= Your instructions =
Your answer must consist of every line from the data below that includes the word "smoke".

=== Source information ===

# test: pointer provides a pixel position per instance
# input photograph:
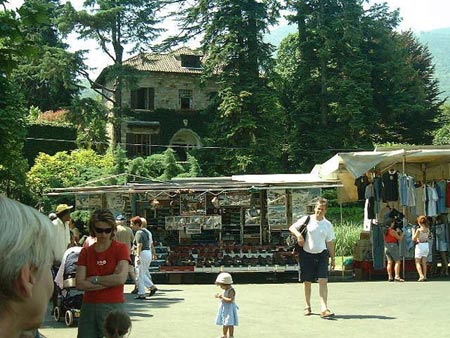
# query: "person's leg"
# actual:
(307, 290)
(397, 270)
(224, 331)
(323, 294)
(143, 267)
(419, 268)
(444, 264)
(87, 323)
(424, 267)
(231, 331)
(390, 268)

===
=== Source information ===

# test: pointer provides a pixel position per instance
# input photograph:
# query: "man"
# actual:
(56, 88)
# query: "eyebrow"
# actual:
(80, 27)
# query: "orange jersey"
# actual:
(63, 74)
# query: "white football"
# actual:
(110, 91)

===
=== Source information ===

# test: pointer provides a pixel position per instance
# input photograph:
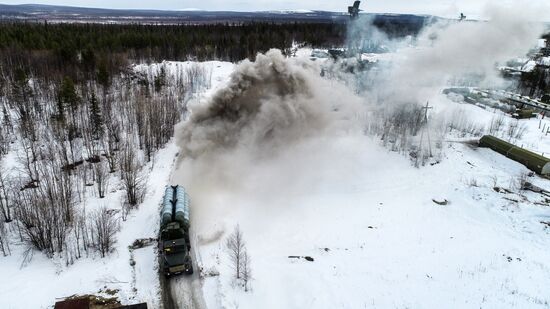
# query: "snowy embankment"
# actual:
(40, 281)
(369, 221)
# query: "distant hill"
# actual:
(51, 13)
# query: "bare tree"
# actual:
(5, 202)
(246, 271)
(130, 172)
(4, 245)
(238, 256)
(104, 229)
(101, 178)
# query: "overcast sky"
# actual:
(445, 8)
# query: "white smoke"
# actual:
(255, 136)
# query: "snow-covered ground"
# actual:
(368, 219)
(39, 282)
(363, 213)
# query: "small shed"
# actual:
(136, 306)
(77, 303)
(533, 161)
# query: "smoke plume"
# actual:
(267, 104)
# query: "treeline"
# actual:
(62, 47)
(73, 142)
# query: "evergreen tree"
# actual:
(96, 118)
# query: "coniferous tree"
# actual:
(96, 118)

===

= Response box =
# query: "white smoke"
# query: "smoke plume"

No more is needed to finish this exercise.